The compound gratings were generated in Matlab (Mathworks, Natick, MA) with a sinusoid function for each SF. Each compound grating subtended 5.4° of visual angle and was composed of a 0.7 cycle/degree (4 cycles/image) grating (the relatively LSF component) and a 2.4 cycle/degree (13 cycles/image) grating (the relatively HSF component). Both SF gratings were at 100% contrast. The relatively LSF component was oriented either at 45° (tilted to the right) or at 135° (tilted to the left) and the relatively HSF component was oriented in the opposite direction (see Figure 1).
Procedure
The stimuli were shown on a Dell 17-in. color monitor with a vertical refresh rate of 60 Hz at a resolution of 1,024 × 768 pixels. Participants were seated 1 m from the screen in a dimly lit room. Trial timing was controlled by Presentation (Neurobehavioral Systems, Albany, CA) and is depicted in Figure 1. Each trial began with a central fixation cross presented for 500 ms, followed by two Navon patterns (the prime), one in the left and one in the right visual field, with the medial edge 1° from fixation. The letters remained on the screen until response. Participants indicated whether the two Navon displays were the same or different at the global level during half of the trials, and they indicated whether the Navon displays were the same or different at the local level during the other half of trials. Responses were made by pressing one of two keys on the keyboard (either S for same or D for different, or J for same or K for different) with either the left or right hand, which was also counterbalanced across participants. That is, half of the participants used the S and D keys (left hand), and the other half used the J and K keys (right hand) for the prime task. Immediately following the Navon prime, two identical compound gratings (the probe) appeared until response in the same spatial locations as the Navon patterns.
Participants indicated whether the relatively LSF components (referred to as “thick bars”) were oriented to the left or right in half of the trials, and they indicated whether the relatively HSF components (referred to as “thin bars”) were pointing to the left or right in the other half of the trials. Responses to the grating probe were made by pressing one of two keys on the keyboard (the opposite pair of keys than the pair used for the prime task) by the opposite hand than that used for the prime task. Participants thus performed four blocks of 120 trials each, the order of which was counterbalanced. A different combination of prime and probe tasks was used in each block. In one block, participants responded to the global level and then indicated whether the LSF was oriented left or right. In another block, they responded to the global level and then indicated whether the HSF was oriented left or right. In another block of trials, they responded to the local level and then indicated whether the LSF was oriented left or right. Finally, in another block, they responded to the local level and then indicated whether the HSF was oriented left or right. Prior to each experimental block, participants were given 30 practice trials to get them used to the task. Each session lasted about 30 min.
Results
Probe reaction times (RTs)

*Work to complete*: Copy the grating experiment's method text word for word, from "The compound gratings" up to and including "(see Figure 1).".

(Data records)
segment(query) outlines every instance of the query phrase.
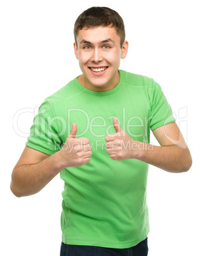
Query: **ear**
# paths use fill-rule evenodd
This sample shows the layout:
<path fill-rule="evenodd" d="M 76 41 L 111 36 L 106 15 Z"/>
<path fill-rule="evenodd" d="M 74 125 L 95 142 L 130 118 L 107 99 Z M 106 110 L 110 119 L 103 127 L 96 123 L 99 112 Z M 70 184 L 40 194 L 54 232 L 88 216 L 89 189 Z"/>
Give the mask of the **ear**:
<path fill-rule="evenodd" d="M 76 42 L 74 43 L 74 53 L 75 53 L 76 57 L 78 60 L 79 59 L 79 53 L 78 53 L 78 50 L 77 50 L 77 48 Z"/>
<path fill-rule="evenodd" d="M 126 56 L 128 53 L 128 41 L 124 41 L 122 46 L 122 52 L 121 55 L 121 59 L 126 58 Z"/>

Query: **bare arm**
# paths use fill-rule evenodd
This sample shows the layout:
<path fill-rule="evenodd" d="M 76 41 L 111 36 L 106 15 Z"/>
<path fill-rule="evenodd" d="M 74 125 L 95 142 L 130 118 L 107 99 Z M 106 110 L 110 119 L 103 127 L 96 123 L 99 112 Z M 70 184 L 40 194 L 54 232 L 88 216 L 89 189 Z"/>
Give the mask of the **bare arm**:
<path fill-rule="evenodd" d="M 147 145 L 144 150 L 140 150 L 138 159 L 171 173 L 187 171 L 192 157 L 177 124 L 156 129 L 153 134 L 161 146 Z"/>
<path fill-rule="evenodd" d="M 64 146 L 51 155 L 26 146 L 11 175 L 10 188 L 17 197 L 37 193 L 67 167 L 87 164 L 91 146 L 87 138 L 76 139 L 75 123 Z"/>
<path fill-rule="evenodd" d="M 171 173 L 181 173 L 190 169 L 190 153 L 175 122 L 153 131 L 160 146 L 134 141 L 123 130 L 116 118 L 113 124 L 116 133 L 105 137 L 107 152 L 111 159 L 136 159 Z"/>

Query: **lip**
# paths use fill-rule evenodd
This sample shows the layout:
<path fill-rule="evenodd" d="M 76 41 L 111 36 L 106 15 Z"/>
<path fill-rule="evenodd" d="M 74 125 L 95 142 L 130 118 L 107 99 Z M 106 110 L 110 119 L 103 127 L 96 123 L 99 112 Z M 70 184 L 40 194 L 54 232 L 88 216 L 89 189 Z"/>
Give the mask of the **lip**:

*Problem solution*:
The compound gratings were generated in Matlab (Mathworks, Natick, MA) with a sinusoid function for each SF. Each compound grating subtended 5.4° of visual angle and was composed of a 0.7 cycle/degree (4 cycles/image) grating (the relatively LSF component) and a 2.4 cycle/degree (13 cycles/image) grating (the relatively HSF component). Both SF gratings were at 100% contrast. The relatively LSF component was oriented either at 45° (tilted to the right) or at 135° (tilted to the left) and the relatively HSF component was oriented in the opposite direction (see Figure 1).